» Aim of the task
Extract from the rows below each line containing the word "engine" and copy every such line in full.
^^^^^^^^^^^^^^^^
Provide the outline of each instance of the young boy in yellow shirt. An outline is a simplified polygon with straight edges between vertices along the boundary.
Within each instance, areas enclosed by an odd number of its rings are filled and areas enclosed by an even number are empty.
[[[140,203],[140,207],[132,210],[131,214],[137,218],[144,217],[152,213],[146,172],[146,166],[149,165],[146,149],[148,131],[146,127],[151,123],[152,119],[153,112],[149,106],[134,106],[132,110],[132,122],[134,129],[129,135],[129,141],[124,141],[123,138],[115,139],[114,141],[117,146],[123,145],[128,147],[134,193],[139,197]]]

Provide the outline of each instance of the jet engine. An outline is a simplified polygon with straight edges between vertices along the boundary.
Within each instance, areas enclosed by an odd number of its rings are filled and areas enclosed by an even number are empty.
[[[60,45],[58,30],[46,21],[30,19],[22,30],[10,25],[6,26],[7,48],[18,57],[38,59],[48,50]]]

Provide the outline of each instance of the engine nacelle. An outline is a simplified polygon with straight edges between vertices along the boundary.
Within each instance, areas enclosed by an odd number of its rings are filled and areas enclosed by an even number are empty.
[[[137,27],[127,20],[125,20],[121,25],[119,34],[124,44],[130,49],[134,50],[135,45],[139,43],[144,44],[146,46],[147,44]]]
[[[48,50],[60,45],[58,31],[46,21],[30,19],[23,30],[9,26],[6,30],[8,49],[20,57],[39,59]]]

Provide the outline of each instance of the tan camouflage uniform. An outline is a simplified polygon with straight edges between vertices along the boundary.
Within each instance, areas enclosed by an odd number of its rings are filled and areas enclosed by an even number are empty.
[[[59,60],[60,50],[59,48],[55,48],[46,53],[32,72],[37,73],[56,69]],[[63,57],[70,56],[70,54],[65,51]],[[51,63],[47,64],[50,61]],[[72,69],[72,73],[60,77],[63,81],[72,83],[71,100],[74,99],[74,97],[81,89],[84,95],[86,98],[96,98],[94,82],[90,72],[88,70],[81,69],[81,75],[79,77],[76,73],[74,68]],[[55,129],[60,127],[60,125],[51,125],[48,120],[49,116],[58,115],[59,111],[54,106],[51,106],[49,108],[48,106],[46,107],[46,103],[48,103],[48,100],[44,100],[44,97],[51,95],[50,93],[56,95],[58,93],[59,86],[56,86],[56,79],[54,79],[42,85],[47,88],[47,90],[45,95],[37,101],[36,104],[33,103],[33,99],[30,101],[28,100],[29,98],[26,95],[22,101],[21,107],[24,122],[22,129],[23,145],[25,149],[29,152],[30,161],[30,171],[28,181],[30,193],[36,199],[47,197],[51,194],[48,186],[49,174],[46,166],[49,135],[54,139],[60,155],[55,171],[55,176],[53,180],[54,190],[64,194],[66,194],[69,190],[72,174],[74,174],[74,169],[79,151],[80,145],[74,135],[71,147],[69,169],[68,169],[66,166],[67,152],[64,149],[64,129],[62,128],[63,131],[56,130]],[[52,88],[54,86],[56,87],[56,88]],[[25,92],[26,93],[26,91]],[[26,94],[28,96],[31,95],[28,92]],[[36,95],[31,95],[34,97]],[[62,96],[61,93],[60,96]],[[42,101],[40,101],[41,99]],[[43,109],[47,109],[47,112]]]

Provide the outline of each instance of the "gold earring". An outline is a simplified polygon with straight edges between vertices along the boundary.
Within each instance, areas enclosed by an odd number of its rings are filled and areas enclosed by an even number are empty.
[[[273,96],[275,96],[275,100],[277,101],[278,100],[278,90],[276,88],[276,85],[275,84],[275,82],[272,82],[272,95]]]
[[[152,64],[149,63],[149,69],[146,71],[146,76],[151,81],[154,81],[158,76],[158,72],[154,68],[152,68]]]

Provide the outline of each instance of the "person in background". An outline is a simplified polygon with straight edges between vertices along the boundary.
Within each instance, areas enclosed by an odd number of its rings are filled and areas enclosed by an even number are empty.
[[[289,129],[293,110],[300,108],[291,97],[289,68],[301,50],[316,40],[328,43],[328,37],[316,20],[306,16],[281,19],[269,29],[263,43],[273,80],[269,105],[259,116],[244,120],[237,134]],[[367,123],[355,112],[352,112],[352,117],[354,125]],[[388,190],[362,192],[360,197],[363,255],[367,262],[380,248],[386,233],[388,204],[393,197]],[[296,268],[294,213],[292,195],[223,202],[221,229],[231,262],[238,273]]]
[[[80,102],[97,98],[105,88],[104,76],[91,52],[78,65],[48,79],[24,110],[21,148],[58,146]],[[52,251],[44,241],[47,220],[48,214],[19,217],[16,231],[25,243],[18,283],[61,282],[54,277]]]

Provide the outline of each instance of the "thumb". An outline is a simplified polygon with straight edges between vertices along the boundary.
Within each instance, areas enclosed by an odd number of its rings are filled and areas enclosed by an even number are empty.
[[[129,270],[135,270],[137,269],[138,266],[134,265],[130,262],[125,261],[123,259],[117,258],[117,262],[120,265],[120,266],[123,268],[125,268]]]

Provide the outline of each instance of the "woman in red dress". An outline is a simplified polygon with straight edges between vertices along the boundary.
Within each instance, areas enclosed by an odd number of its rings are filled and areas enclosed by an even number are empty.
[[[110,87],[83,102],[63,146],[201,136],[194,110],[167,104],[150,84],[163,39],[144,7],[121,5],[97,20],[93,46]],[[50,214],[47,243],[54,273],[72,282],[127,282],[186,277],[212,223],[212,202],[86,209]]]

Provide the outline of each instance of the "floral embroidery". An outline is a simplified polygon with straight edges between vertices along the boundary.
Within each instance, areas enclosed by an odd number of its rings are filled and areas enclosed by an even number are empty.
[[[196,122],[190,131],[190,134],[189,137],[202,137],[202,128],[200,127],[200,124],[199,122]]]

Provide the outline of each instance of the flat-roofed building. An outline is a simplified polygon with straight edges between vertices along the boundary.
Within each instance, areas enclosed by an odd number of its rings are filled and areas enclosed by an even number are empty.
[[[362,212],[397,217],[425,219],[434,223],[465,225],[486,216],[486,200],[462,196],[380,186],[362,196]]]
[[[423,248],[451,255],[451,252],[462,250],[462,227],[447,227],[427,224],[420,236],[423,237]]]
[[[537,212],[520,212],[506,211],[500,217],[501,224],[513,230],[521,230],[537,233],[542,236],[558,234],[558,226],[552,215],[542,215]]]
^^^^^^^^^^^^^^^^
» Final result
Provide the outline of each instance of the jet engine. An outline is a simplified polygon with straight edges between vertices along the boundary.
Provide the outline of each instance of the engine nacelle. An outline is a simplified polygon with straight edges between vertices along the boundary.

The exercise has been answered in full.